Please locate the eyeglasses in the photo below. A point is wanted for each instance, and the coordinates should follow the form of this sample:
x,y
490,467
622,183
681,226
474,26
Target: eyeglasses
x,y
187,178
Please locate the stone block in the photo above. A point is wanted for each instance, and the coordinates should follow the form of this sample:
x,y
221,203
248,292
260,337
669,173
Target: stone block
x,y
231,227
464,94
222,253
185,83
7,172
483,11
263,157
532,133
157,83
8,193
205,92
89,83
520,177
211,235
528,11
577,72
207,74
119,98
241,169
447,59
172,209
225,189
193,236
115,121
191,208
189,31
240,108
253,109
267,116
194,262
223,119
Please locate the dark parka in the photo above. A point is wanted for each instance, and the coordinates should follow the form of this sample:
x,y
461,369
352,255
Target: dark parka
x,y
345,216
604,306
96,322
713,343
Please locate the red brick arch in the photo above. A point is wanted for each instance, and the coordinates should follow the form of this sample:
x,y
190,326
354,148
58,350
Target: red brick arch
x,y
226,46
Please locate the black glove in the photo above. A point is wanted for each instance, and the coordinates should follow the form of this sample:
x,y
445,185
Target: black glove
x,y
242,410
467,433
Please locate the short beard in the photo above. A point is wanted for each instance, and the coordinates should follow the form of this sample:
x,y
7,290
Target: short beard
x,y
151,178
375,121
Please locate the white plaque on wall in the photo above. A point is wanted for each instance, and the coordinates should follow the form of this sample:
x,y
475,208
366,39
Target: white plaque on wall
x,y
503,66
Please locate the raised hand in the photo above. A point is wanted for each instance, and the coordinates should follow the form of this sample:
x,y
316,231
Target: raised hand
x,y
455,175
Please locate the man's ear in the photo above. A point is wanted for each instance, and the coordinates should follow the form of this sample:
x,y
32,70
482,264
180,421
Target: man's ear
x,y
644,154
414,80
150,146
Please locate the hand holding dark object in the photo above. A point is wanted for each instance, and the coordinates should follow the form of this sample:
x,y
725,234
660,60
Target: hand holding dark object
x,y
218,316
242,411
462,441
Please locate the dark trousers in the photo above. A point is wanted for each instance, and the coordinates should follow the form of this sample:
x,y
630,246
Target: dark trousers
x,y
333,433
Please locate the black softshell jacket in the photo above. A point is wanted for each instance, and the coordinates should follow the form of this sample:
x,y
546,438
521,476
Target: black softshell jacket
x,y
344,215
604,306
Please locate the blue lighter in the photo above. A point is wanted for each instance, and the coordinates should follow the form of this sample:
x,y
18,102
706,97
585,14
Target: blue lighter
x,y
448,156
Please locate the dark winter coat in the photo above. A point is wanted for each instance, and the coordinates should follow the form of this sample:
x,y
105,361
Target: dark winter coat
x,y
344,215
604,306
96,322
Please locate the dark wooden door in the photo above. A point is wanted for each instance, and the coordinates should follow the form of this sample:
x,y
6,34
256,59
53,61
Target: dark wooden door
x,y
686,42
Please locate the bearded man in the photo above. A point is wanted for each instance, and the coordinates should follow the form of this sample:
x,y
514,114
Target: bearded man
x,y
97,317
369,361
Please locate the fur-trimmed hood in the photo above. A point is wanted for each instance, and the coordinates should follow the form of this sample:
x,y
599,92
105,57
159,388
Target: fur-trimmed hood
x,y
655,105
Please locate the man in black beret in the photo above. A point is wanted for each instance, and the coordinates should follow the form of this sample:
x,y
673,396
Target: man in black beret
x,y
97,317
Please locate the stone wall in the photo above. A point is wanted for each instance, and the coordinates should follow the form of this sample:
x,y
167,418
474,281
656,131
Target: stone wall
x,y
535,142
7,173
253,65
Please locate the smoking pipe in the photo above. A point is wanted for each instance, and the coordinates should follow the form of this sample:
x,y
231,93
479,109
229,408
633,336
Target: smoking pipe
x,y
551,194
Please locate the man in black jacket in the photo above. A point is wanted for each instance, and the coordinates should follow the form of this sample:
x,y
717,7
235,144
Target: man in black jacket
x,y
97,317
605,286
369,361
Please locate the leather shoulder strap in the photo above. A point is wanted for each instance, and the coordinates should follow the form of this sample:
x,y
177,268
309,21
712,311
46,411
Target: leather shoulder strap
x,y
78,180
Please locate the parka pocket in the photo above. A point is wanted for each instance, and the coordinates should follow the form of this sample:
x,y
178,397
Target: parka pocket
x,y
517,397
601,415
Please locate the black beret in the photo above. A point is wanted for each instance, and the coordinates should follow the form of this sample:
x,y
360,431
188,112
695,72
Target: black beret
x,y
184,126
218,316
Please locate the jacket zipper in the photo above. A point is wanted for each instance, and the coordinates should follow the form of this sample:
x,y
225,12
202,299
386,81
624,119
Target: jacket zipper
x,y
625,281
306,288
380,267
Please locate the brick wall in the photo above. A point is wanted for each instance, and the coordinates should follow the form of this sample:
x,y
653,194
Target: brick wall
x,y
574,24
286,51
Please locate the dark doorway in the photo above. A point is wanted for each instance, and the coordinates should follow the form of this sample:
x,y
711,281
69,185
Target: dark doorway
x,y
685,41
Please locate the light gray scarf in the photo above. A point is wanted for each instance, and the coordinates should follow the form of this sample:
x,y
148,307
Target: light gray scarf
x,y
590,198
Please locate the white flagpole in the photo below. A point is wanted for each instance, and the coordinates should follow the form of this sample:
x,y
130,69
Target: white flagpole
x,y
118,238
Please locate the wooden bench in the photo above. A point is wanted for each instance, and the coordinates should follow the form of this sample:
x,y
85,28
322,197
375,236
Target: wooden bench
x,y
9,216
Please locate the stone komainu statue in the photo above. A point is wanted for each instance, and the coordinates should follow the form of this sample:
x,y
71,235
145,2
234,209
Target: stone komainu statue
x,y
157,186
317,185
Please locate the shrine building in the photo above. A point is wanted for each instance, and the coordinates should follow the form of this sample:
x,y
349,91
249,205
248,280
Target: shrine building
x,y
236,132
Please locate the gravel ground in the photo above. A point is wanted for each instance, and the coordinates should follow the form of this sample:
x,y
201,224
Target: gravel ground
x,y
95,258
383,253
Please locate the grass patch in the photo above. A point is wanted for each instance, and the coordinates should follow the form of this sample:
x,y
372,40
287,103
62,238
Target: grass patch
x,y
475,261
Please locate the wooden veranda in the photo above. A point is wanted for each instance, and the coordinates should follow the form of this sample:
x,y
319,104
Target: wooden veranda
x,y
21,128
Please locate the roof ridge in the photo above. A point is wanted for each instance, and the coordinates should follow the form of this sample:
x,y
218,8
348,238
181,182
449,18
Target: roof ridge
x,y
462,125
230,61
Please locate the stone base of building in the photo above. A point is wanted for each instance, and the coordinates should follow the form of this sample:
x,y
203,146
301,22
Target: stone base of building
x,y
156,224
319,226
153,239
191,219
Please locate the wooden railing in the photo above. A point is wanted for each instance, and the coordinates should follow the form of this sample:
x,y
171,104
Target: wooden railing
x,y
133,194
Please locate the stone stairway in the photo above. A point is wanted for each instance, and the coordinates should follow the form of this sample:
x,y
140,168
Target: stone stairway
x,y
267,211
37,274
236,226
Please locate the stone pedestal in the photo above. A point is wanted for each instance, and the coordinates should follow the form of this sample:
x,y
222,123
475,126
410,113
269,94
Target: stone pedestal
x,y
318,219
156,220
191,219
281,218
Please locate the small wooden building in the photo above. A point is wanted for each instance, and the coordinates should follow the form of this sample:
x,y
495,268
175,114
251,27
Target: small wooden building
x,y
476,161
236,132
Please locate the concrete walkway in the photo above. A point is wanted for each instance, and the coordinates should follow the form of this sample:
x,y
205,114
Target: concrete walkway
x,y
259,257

## [What to work on]
In the entries above, find the line holding "Please locate the grass" and the line holding "Please locate the roof"; print both of them and every line between, exactly, and nothing else.

## [Output below]
Please locate the grass patch in the photo above. A point is wanted for each instance, and the coordinates should follow the form of this sample:
x,y
372,40
287,103
62,238
Target: grass patch
x,y
475,261
Please locate the wooden veranda in the photo above. A point is wanted for each instance, and the coordinates should follow the form of this sample:
x,y
319,104
Target: wooden veranda
x,y
21,128
Please locate the roof ridge in the photo above. A point is wanted for each instance, and the coordinates should follow the form of this sample:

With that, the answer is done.